(Coordinate annotation records)

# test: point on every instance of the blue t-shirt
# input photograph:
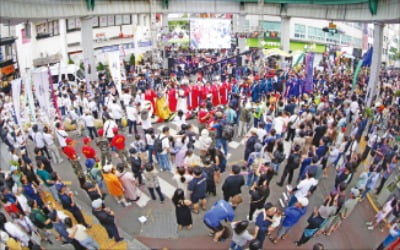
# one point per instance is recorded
(198, 186)
(221, 210)
(293, 215)
(262, 224)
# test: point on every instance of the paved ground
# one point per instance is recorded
(161, 230)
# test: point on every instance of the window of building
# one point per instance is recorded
(47, 29)
(299, 31)
(315, 33)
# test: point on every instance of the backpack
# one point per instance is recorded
(279, 157)
(257, 162)
(228, 132)
(158, 144)
(35, 221)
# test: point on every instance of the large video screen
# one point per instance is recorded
(210, 33)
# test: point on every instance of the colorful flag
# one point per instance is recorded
(308, 86)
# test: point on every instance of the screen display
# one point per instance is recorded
(210, 33)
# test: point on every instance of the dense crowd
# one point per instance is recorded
(267, 107)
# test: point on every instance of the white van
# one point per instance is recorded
(71, 72)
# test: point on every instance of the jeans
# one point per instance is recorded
(56, 154)
(92, 132)
(222, 143)
(235, 246)
(150, 149)
(90, 244)
(292, 201)
(283, 231)
(54, 192)
(366, 191)
(132, 124)
(242, 128)
(163, 161)
(158, 190)
(251, 178)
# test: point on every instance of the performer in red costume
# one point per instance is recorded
(215, 94)
(172, 97)
(205, 91)
(224, 90)
(194, 93)
(150, 95)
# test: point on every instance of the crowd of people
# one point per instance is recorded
(322, 129)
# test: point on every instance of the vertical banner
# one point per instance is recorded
(356, 72)
(308, 86)
(29, 96)
(41, 83)
(87, 78)
(115, 69)
(53, 95)
(16, 93)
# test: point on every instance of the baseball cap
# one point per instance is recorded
(97, 203)
(86, 140)
(303, 201)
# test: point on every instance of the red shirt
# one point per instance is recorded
(202, 114)
(88, 152)
(118, 142)
(70, 152)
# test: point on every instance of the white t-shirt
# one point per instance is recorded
(304, 186)
(48, 138)
(131, 113)
(108, 127)
(17, 233)
(80, 233)
(278, 124)
(165, 143)
(149, 140)
(116, 111)
(89, 120)
(61, 136)
(38, 139)
(240, 239)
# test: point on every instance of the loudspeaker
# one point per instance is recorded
(357, 53)
(239, 61)
(241, 5)
(171, 63)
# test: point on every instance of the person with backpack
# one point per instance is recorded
(292, 164)
(254, 161)
(136, 165)
(40, 219)
(161, 147)
(250, 144)
(198, 188)
(221, 137)
(233, 183)
(104, 146)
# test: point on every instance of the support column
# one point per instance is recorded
(241, 29)
(87, 45)
(285, 33)
(375, 63)
(62, 27)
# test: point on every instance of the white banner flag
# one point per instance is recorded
(16, 93)
(29, 96)
(41, 83)
(115, 69)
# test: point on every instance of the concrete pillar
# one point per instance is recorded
(241, 25)
(375, 63)
(164, 20)
(285, 33)
(62, 27)
(87, 45)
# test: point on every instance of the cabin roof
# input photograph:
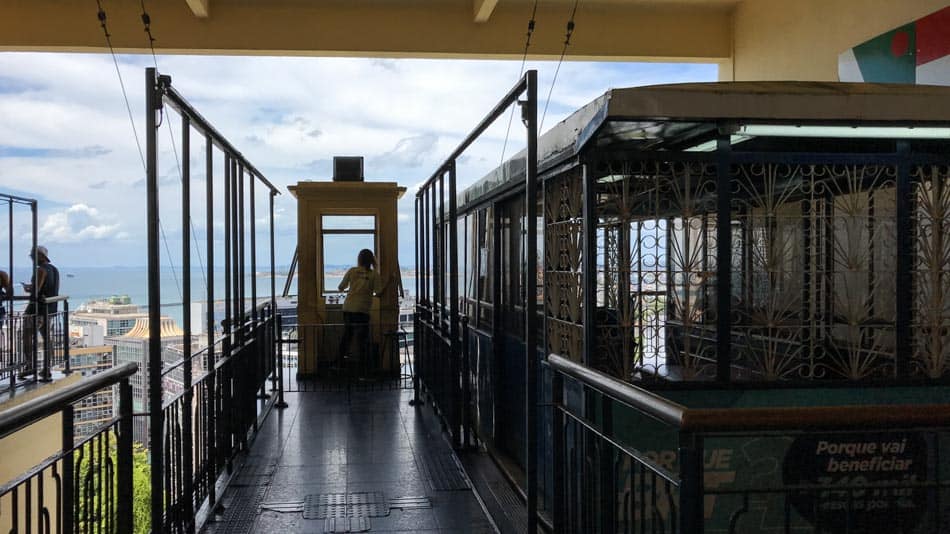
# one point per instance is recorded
(680, 117)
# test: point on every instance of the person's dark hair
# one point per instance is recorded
(366, 259)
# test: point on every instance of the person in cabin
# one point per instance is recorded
(361, 283)
(45, 285)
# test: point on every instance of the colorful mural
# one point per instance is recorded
(918, 52)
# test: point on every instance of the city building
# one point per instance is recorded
(95, 410)
(116, 315)
(133, 347)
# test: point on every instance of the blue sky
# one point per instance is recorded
(66, 138)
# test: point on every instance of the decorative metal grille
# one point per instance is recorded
(563, 246)
(931, 280)
(654, 259)
(813, 258)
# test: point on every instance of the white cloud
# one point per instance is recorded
(79, 222)
(403, 116)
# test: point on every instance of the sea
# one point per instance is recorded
(84, 284)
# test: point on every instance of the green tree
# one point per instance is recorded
(93, 469)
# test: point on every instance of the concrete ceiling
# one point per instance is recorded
(681, 30)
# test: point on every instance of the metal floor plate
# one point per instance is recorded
(344, 505)
(241, 512)
(347, 524)
(442, 471)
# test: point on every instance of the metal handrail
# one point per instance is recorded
(24, 414)
(510, 98)
(177, 101)
(721, 420)
(663, 409)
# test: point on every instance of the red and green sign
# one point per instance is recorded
(918, 52)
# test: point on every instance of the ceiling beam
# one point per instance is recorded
(619, 31)
(199, 8)
(483, 9)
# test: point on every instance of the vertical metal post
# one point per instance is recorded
(417, 330)
(723, 262)
(209, 246)
(559, 506)
(608, 498)
(187, 439)
(466, 385)
(458, 397)
(11, 341)
(905, 261)
(589, 264)
(68, 493)
(239, 249)
(530, 111)
(278, 332)
(68, 366)
(124, 459)
(439, 224)
(210, 442)
(34, 296)
(808, 257)
(253, 212)
(45, 375)
(691, 483)
(156, 420)
(228, 305)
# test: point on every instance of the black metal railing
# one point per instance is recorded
(85, 486)
(315, 357)
(239, 367)
(33, 345)
(227, 400)
(629, 460)
(439, 340)
(442, 379)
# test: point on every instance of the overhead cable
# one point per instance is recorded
(524, 57)
(567, 42)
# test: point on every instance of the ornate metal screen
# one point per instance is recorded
(563, 264)
(931, 279)
(814, 280)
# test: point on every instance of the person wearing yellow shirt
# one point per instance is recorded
(361, 283)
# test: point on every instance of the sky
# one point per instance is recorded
(66, 138)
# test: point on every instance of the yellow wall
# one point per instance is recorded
(698, 31)
(801, 39)
(315, 199)
(27, 448)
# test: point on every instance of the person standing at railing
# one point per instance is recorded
(361, 283)
(6, 291)
(46, 285)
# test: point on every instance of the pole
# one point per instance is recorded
(156, 443)
(531, 291)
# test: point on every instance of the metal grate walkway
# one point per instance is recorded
(351, 461)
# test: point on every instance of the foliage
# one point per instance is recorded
(92, 469)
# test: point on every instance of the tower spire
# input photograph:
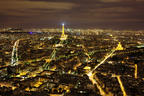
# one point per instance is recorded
(63, 36)
(119, 47)
(63, 29)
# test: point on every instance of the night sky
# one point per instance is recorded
(111, 14)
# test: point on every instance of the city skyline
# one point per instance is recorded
(113, 14)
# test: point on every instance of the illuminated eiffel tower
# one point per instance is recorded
(119, 47)
(63, 36)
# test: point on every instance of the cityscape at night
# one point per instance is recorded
(71, 48)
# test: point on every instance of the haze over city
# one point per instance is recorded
(111, 14)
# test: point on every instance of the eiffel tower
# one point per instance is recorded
(119, 47)
(63, 36)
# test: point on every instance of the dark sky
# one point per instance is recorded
(115, 14)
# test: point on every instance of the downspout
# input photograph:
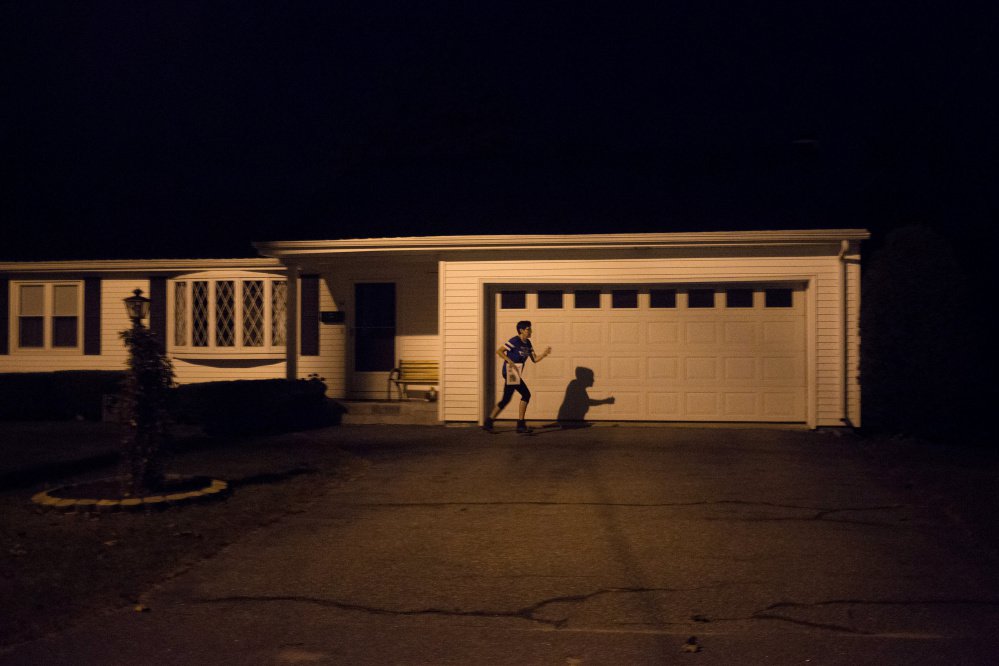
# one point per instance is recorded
(844, 247)
(291, 324)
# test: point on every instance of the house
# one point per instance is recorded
(757, 326)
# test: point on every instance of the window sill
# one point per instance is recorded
(200, 355)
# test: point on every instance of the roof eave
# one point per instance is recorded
(420, 244)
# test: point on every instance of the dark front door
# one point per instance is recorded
(374, 327)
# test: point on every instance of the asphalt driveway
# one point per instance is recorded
(606, 545)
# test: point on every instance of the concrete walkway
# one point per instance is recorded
(607, 545)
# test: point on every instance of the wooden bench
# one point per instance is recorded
(414, 372)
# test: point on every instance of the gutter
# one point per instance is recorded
(844, 247)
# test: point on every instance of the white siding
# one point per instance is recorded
(113, 356)
(416, 316)
(328, 364)
(466, 334)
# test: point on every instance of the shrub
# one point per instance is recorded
(255, 406)
(56, 396)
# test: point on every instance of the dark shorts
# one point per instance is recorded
(508, 389)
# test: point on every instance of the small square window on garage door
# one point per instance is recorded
(587, 298)
(662, 298)
(738, 298)
(701, 298)
(513, 300)
(549, 299)
(779, 298)
(624, 298)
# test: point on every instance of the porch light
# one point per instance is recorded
(137, 306)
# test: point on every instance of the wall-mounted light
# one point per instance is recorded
(137, 306)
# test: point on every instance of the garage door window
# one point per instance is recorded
(779, 298)
(662, 298)
(624, 298)
(550, 299)
(739, 298)
(513, 300)
(701, 298)
(587, 298)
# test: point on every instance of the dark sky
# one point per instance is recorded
(165, 129)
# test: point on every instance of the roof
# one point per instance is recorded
(419, 244)
(148, 266)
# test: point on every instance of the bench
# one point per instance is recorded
(414, 372)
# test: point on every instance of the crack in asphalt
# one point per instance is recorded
(767, 614)
(820, 513)
(528, 613)
(531, 613)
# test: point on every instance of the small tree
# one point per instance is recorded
(144, 413)
(920, 354)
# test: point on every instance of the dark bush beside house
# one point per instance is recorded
(261, 406)
(56, 396)
(921, 350)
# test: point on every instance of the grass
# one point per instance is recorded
(58, 567)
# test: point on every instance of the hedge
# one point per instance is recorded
(257, 406)
(56, 396)
(239, 407)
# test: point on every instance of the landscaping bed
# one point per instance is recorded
(58, 567)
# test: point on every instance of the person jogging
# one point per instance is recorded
(515, 353)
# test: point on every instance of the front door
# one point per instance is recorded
(374, 338)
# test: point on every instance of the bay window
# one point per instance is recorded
(229, 314)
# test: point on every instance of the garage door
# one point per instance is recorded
(662, 353)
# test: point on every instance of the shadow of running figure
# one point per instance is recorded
(572, 413)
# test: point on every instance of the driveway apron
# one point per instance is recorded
(603, 545)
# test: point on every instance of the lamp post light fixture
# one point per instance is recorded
(137, 306)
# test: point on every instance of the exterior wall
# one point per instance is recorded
(417, 336)
(113, 356)
(465, 324)
(114, 319)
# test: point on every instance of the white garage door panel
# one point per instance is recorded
(674, 364)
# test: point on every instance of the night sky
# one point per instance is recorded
(167, 129)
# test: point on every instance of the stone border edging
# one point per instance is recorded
(216, 489)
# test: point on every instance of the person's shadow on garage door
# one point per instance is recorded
(575, 404)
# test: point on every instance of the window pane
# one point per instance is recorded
(30, 332)
(279, 305)
(624, 298)
(662, 298)
(550, 299)
(513, 300)
(199, 313)
(32, 300)
(225, 313)
(701, 298)
(587, 298)
(64, 331)
(739, 298)
(65, 302)
(180, 314)
(779, 298)
(253, 313)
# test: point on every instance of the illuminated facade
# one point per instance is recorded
(710, 327)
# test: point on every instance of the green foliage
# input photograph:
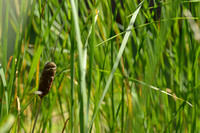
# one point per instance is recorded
(122, 66)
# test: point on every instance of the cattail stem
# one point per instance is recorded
(37, 115)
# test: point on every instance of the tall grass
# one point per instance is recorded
(121, 67)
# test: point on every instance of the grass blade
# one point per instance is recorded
(117, 60)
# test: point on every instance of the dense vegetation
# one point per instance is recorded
(122, 65)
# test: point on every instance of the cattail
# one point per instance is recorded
(47, 78)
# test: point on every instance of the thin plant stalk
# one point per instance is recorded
(37, 116)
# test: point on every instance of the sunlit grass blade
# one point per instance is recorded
(125, 39)
(145, 84)
(82, 59)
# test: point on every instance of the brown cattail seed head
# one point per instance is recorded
(47, 78)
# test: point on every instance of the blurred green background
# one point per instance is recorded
(122, 65)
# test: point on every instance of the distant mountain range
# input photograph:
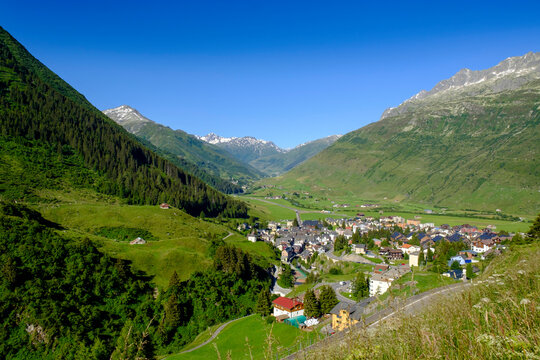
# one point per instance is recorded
(266, 156)
(212, 157)
(207, 161)
(473, 141)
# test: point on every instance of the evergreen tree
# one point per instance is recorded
(264, 303)
(312, 308)
(534, 231)
(286, 278)
(327, 299)
(421, 258)
(173, 314)
(468, 271)
(430, 255)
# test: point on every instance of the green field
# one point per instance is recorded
(268, 211)
(405, 210)
(424, 281)
(182, 239)
(247, 339)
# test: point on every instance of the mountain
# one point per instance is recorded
(245, 149)
(470, 142)
(266, 156)
(212, 164)
(44, 121)
(277, 164)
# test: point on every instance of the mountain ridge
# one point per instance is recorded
(192, 153)
(473, 148)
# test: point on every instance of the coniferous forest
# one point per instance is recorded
(34, 107)
(60, 298)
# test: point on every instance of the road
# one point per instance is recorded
(297, 211)
(413, 304)
(214, 335)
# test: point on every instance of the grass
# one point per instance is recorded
(269, 211)
(247, 339)
(496, 318)
(323, 201)
(424, 281)
(181, 245)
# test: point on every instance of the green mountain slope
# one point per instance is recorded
(471, 142)
(266, 156)
(37, 105)
(185, 147)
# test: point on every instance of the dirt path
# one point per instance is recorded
(214, 335)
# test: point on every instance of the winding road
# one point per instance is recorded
(411, 305)
(214, 335)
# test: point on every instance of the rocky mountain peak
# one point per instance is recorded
(509, 74)
(127, 117)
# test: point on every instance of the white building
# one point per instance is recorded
(288, 307)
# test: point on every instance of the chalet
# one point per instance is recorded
(414, 258)
(137, 241)
(454, 274)
(456, 237)
(391, 254)
(287, 307)
(253, 237)
(459, 259)
(359, 248)
(408, 248)
(345, 315)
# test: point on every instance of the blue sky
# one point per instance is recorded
(286, 71)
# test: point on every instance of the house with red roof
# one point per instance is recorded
(289, 307)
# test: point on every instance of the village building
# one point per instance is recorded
(287, 307)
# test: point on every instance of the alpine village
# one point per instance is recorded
(415, 236)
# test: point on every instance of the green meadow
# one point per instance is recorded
(248, 338)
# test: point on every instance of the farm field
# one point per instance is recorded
(247, 339)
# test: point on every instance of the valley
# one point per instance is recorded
(122, 238)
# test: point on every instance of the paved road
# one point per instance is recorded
(412, 305)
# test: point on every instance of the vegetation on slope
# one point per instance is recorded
(63, 298)
(187, 148)
(498, 318)
(34, 107)
(478, 152)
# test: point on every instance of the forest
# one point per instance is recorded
(56, 292)
(32, 108)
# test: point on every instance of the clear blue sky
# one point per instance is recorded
(286, 71)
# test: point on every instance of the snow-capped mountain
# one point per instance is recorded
(127, 117)
(509, 74)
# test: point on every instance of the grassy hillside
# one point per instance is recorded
(277, 164)
(35, 105)
(247, 339)
(495, 319)
(205, 160)
(479, 152)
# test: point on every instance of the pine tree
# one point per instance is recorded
(264, 304)
(430, 255)
(327, 299)
(173, 315)
(468, 271)
(312, 307)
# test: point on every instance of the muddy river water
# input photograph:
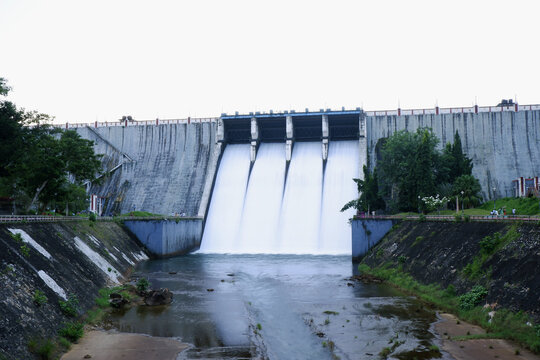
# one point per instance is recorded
(280, 307)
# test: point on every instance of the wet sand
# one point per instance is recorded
(477, 349)
(106, 345)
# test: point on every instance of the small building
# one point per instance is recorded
(525, 186)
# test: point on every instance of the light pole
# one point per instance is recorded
(494, 207)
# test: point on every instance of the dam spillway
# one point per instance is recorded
(277, 212)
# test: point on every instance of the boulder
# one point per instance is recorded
(117, 300)
(158, 297)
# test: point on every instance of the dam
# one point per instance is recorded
(282, 177)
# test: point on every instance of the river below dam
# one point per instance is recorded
(278, 307)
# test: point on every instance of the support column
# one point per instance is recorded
(290, 135)
(220, 131)
(325, 137)
(362, 144)
(254, 139)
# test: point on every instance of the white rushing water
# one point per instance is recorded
(301, 209)
(342, 166)
(274, 215)
(260, 217)
(225, 212)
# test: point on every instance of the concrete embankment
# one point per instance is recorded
(60, 260)
(450, 253)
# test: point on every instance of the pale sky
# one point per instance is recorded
(82, 61)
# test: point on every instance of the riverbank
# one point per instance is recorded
(486, 274)
(464, 341)
(51, 274)
(110, 345)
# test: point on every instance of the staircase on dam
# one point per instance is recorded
(186, 167)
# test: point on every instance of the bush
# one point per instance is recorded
(39, 298)
(142, 284)
(469, 300)
(72, 331)
(42, 347)
(69, 307)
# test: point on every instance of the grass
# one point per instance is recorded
(523, 206)
(505, 324)
(489, 246)
(72, 331)
(44, 348)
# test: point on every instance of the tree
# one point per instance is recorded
(368, 190)
(470, 187)
(408, 167)
(39, 161)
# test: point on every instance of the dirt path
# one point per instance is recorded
(477, 349)
(104, 345)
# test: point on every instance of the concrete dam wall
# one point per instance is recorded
(170, 168)
(162, 169)
(503, 145)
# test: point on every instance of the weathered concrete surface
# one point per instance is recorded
(366, 233)
(164, 169)
(76, 256)
(437, 252)
(101, 345)
(502, 145)
(168, 237)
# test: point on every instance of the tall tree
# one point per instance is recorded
(368, 190)
(38, 161)
(408, 167)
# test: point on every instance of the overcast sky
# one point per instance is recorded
(82, 61)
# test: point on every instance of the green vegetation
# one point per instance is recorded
(368, 189)
(505, 324)
(70, 307)
(489, 246)
(72, 331)
(142, 285)
(329, 312)
(42, 347)
(412, 175)
(418, 240)
(39, 298)
(523, 206)
(25, 250)
(42, 166)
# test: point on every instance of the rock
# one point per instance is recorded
(158, 297)
(117, 300)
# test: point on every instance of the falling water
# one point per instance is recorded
(225, 211)
(260, 218)
(301, 209)
(342, 166)
(277, 215)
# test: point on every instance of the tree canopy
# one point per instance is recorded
(41, 165)
(410, 169)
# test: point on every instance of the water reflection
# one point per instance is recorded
(288, 307)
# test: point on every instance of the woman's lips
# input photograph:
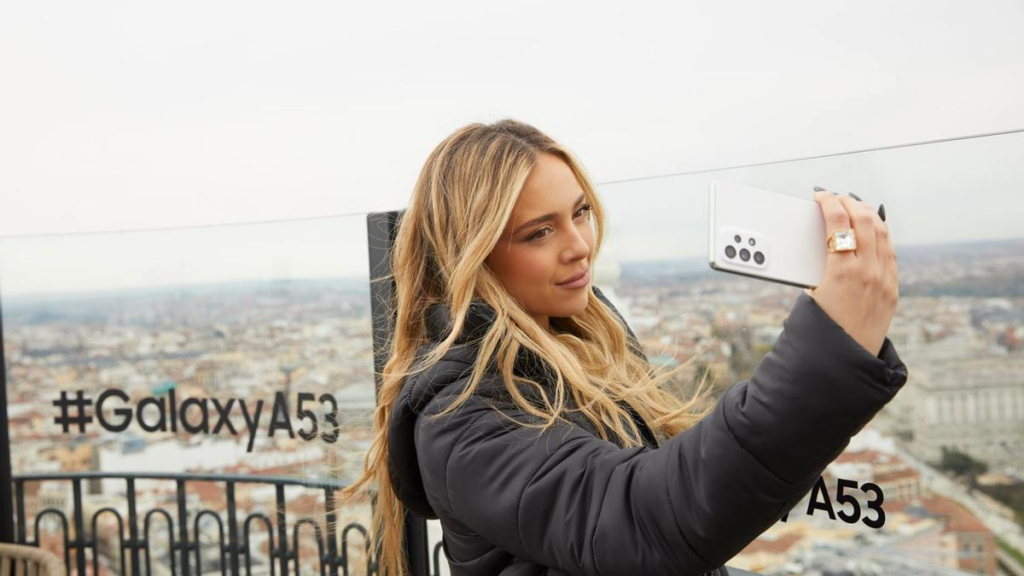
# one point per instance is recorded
(585, 280)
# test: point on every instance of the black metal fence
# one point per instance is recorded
(233, 552)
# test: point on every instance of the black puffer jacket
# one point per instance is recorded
(514, 501)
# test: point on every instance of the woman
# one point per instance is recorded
(518, 408)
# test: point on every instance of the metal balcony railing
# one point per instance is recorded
(235, 548)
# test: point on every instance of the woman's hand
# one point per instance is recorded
(860, 288)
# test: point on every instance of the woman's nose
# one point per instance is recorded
(578, 246)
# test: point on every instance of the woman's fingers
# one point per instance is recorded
(861, 217)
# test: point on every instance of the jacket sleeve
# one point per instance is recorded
(569, 500)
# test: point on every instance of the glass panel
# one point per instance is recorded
(206, 351)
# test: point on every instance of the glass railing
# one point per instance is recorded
(222, 344)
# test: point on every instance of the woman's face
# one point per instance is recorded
(549, 239)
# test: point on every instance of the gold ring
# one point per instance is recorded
(842, 240)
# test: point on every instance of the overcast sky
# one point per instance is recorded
(124, 116)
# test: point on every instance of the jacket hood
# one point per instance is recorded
(421, 388)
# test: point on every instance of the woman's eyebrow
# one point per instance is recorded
(546, 217)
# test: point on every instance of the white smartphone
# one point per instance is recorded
(766, 235)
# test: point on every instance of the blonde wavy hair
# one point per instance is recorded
(461, 203)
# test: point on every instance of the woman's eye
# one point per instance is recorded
(537, 235)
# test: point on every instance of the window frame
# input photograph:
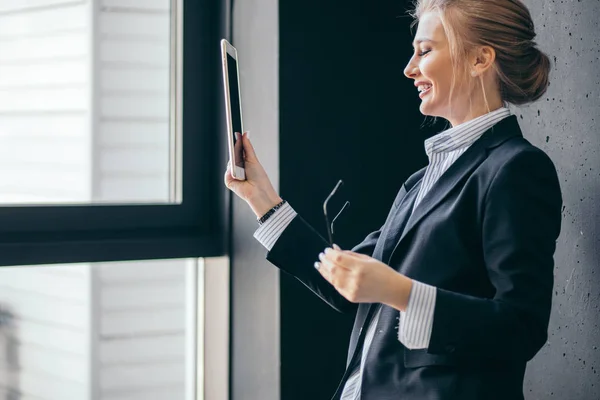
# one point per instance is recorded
(195, 227)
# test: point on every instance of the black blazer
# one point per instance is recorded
(484, 236)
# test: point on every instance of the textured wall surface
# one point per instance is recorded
(565, 123)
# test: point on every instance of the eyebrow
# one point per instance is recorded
(421, 40)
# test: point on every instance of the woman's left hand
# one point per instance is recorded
(363, 279)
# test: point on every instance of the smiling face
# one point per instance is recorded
(431, 68)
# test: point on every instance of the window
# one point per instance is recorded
(105, 153)
(111, 201)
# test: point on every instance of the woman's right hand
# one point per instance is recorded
(257, 189)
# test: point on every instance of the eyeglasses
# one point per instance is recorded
(330, 225)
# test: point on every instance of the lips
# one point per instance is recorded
(424, 89)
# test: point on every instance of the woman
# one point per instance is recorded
(453, 293)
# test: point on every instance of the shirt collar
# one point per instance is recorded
(465, 134)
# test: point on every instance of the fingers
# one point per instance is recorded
(228, 178)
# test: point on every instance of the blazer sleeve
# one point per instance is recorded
(520, 225)
(296, 251)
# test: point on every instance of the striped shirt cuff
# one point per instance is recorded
(268, 233)
(416, 322)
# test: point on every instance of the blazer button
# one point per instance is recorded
(450, 348)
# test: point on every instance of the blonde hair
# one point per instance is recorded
(522, 70)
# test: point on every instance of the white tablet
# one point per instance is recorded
(233, 108)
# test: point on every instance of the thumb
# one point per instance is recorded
(248, 148)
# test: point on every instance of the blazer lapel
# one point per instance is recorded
(460, 170)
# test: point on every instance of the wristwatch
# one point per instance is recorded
(265, 217)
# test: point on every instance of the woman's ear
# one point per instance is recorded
(483, 59)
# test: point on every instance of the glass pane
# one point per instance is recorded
(103, 331)
(88, 93)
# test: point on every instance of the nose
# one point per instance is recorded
(411, 70)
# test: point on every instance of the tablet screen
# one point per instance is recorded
(236, 111)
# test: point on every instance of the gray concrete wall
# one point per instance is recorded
(566, 124)
(255, 282)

→ **What you should do**: In the entries above, find the line containing "# test: point on every instance of the smiling". Set down that line and every line after it through the last one, exactly and alone.

→ **Exercise answer**:
# test: point on every instance of the smiling face
# one point per instance is recorded
(431, 68)
# test: point on every instance of the window
# one point per instance is recorded
(105, 153)
(111, 201)
# test: point on every instance of the woman's right hand
# one point per instance is recorded
(257, 189)
# test: point on every instance of the eyeglasses
# one point per instance is recorded
(330, 225)
# test: point on every instance of the lips
# one point per instance is recorded
(424, 89)
# test: point on every instance of the woman
# one point per instance is recorded
(453, 293)
# test: point on every instance of the shirt collar
# one point per instance is recorded
(465, 134)
# test: point on every instance of the fingers
# one point per instance is recorded
(228, 178)
# test: point on every instance of the blazer sleeve
# one point per instance is recorded
(520, 225)
(296, 251)
# test: point on every instance of the striped shirt cuff
# one point per instance is recorded
(268, 233)
(416, 322)
# test: point on every instance of the blazer button
# one point per instance is recorded
(450, 348)
# test: point on every instance of the blonde hair
# one point per instance is recorded
(522, 70)
# test: point on every instance of the white tablet
# one point per instance is recorded
(233, 108)
# test: point on every instance of the thumb
# one point per instance is recorded
(248, 148)
# test: point on every instance of the blazer lapel
# one point per instance is recorded
(460, 170)
# test: point on every instance of the wristwatch
# one point per instance is recorded
(265, 217)
# test: point on every instance of the woman's ear
# one point per instance is recorded
(483, 59)
# test: point on every instance of the glass pane
# one point per instance is recorded
(103, 331)
(88, 93)
# test: point on every instance of the nose
# one point per instance is recorded
(411, 70)
# test: point on every instance of the tablet screen
# one point per instance is recorded
(236, 111)
# test: point on every instance of the gray concrete wall
# one point per instance is recorded
(566, 124)
(255, 282)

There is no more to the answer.